▸ **Required task**: Copy the listing below word for word, beginning at its first line and stopping after the line that contains "column 250, row 263". Leave the pictures out of your copy.

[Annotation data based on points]
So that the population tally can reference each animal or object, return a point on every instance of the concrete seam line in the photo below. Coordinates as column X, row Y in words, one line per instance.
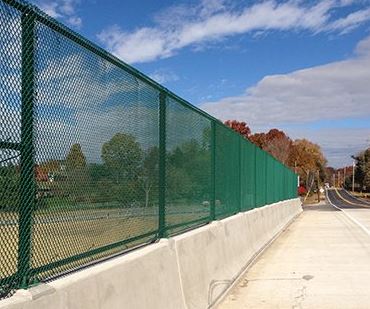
column 179, row 271
column 349, row 216
column 250, row 263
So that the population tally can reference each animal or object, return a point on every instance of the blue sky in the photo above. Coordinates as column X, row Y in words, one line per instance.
column 302, row 66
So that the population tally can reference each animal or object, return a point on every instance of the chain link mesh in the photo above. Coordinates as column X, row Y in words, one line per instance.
column 96, row 158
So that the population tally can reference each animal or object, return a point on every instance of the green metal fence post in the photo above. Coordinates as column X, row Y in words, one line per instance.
column 27, row 180
column 213, row 172
column 255, row 176
column 240, row 173
column 162, row 165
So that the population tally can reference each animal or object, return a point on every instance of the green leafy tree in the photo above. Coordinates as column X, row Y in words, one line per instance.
column 150, row 174
column 9, row 187
column 362, row 172
column 77, row 179
column 122, row 156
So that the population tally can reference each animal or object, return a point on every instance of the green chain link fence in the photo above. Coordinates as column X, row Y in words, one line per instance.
column 96, row 158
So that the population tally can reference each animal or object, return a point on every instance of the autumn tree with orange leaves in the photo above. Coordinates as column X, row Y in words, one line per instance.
column 300, row 155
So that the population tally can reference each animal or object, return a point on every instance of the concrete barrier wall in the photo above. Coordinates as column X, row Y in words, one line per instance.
column 187, row 271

▸ **Output for this exercise**:
So that the population tally can reference each animal or object, return a point on every instance of the concrete seam line in the photo below. Coordinates as column X, row Y in words, one line per instance.
column 179, row 271
column 349, row 216
column 250, row 263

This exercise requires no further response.